INSTRUCTIONS TO FOLLOW
List every dollar amount in the text on employer student loan benefits below, and state what each one applies to.

GIVEN TEXT
━━━━━━━━━━━━━━━━
Working with Gradifi, Carvana contributes up to $1,000 annually to pay down the student loans of full-time employees, while Google began matching staffers’ student loan payments in 2020, up to $2,500 per year.
Benefits provider Goodly has a searchable database of employers that offer student loan assistance, as does remote-job listing site Flexjobs.

Some employers, like Google, attach no strings to the benefit. Others have certain stipulations, like a minimum tenure on the job. Still, 86% of workers said they’d stay at a company for five years if it meant being able to take advantage of a student loan repayment program.
Employees aren’t shying away from frank conversations with their bosses about their student loan burden, Carlisle said. 
“Providing information to your employer and benefits provider can only help bring you to financial freedom,” Carlisle said. “Go to your People team and ask them if they’re thinking about it. Explain why it could help the entire company and maybe come to the table with some provider names.”
Craig Copeland, director of wealth benefits research for the nonprofit Employee Benefit Research Institute, said there was major interest in student loan benefits before the pandemic.
“COVID kind of paused everything, with companies focused on emergency situations and health care,” Copeland told CNET. “Now, the focus is coming back around.”
Uptake is still slow, and legislation is only now coming that makes it easier for companies to provide student loan repayment assistance, he said.
From 2014 to 2016, only 4% of companies offered such benefits, according to the Society for Human Resource Management, a figure that doubled to 8% in 2019.

Tuition reimbursement remains a much more common perk, offered by 71% of employers according to data from U.S. News & World Report. In large part that’s because, until recently, student loan assistance wasn’t eligible for a tax break the way tuition reimbursement is. 
The 2020 Coronavirus Aid, Relief, and Economic Security (CARES) Act finally allowed employers to make untaxed contributions of up to $5,250 each year toward employees’ student loans — a benefit that’s since been extended through 2025.

Only 8% of employers offered it in 2020, though.
The 2019 Setting Every Community Up for Retirement Enhancement (SECURE) Act allows workers to set up tax-advantaged 529 accounts of up to $10,000 a year for student loan repayments. But, according to the Society for Human Resource Management, only one in 10 employers offer these accounts — and only one in 100 contributed in 2020.
Now before Congress, the SECURE Act 2.0 would finally change financial regulations to allow employers to make tax-exempt 401(k) contributions that directly match their workers’ student loan payments.

SECURE Act 2.0’s passage would allow people whose student debt is keeping them from putting money away for retirement to begin saving, said Laurel Taylor, CEO of Candidly, which offers student-debt solutions.
━━━━━━━━━━━━━━━━
ENTRIES SHOWN
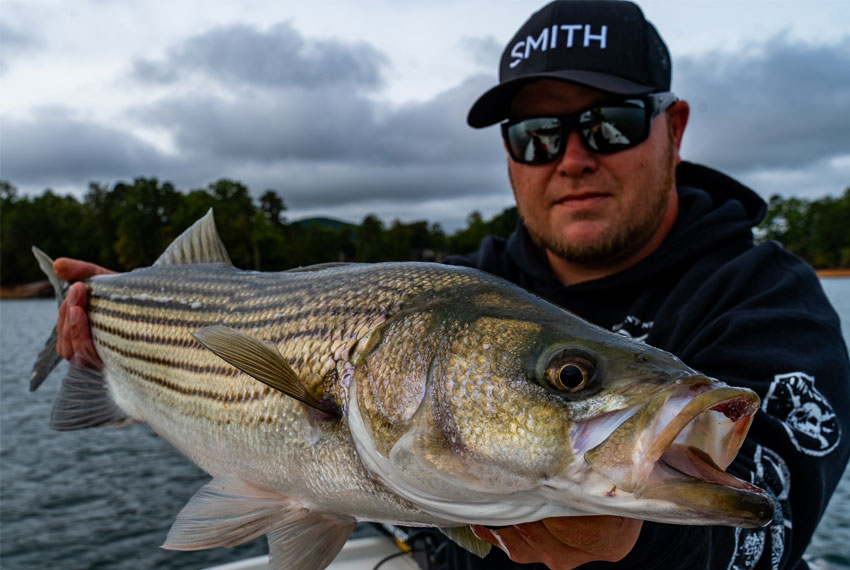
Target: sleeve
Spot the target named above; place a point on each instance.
(764, 322)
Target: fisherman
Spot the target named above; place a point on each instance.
(618, 229)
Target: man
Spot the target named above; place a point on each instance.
(616, 228)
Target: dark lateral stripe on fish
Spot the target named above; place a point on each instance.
(319, 333)
(226, 370)
(244, 321)
(221, 397)
(188, 342)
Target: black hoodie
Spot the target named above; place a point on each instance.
(750, 315)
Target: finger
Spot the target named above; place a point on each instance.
(608, 537)
(542, 546)
(68, 269)
(61, 322)
(83, 347)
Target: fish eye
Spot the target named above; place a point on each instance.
(569, 372)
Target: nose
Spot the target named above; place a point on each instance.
(577, 159)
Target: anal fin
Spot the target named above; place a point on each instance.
(84, 402)
(464, 537)
(227, 512)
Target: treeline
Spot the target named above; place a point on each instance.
(816, 230)
(130, 224)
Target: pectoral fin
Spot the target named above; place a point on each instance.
(228, 512)
(259, 360)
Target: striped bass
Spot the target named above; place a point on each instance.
(407, 393)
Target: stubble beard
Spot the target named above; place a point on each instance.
(625, 239)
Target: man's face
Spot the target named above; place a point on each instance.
(595, 209)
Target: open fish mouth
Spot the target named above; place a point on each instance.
(676, 448)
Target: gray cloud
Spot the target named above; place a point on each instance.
(485, 52)
(278, 57)
(325, 125)
(772, 116)
(54, 147)
(14, 43)
(777, 106)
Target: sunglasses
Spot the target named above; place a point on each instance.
(604, 129)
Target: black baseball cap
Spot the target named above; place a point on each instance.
(604, 44)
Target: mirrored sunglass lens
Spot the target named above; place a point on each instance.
(535, 140)
(613, 128)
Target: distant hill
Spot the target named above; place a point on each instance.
(329, 223)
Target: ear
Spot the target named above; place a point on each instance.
(678, 116)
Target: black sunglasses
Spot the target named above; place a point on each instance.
(604, 129)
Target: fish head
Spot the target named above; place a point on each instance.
(509, 409)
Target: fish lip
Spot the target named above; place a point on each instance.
(676, 447)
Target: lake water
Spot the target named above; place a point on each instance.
(105, 498)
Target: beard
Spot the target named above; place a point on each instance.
(624, 239)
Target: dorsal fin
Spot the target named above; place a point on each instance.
(198, 244)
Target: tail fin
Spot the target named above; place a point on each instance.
(48, 358)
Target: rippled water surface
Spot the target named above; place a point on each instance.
(105, 498)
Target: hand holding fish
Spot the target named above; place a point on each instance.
(564, 543)
(74, 340)
(450, 399)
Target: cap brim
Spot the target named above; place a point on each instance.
(495, 104)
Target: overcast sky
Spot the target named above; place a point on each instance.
(350, 107)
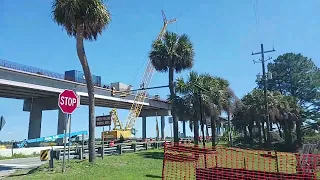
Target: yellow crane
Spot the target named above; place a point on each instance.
(140, 96)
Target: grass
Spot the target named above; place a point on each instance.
(141, 165)
(148, 165)
(19, 155)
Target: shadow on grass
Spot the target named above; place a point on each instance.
(23, 173)
(153, 155)
(153, 176)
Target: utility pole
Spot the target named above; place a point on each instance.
(264, 78)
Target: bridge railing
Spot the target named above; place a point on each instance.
(30, 69)
(35, 70)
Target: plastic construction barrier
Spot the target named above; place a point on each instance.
(184, 161)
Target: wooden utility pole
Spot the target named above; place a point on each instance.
(264, 78)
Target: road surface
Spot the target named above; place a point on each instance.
(9, 166)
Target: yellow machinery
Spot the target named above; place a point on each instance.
(127, 131)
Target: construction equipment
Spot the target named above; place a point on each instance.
(136, 107)
(47, 139)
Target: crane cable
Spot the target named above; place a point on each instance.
(257, 20)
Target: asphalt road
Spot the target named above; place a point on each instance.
(11, 165)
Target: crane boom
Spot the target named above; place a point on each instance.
(146, 79)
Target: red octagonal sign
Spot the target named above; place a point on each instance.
(68, 101)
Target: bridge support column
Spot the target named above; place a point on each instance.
(62, 122)
(35, 119)
(144, 127)
(163, 122)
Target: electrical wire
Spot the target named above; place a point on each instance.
(257, 20)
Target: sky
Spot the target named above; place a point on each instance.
(224, 34)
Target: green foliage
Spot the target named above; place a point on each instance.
(284, 111)
(311, 138)
(296, 75)
(70, 14)
(175, 51)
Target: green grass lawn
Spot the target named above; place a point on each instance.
(148, 165)
(141, 165)
(19, 155)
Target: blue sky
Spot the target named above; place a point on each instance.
(224, 34)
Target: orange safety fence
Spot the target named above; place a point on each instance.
(184, 161)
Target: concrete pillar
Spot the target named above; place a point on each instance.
(144, 127)
(35, 119)
(163, 122)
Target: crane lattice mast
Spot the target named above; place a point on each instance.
(141, 94)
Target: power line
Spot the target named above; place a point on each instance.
(257, 20)
(264, 77)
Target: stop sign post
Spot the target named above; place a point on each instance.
(68, 102)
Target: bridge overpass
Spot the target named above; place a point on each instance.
(40, 92)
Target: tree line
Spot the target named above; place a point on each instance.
(297, 81)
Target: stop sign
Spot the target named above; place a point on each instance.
(68, 101)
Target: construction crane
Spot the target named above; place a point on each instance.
(137, 105)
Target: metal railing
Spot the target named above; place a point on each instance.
(35, 70)
(30, 69)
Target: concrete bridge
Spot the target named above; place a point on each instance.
(40, 92)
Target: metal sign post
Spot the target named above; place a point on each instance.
(2, 122)
(64, 146)
(102, 148)
(68, 102)
(69, 138)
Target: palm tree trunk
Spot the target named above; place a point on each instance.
(279, 129)
(174, 118)
(213, 131)
(90, 88)
(229, 129)
(207, 130)
(299, 133)
(196, 132)
(259, 133)
(184, 128)
(264, 132)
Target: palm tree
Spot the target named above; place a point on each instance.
━━━━━━━━━━━━━━━━
ANSWER SECTION
- $1,000: the most Carvana contributes each year toward the student loans of full-time employees, working with Gradifi.
- $2,500: the most per year that Google matches in staffers' student loan payments, a match it began in 2020.
- $5,250: the most employers can contribute untaxed each year toward employees' student loans under the 2020 CARES Act.
- $10,000: the most per year workers can put into tax-advantaged 529 accounts for student loan repayments under the 2019 SECURE Act.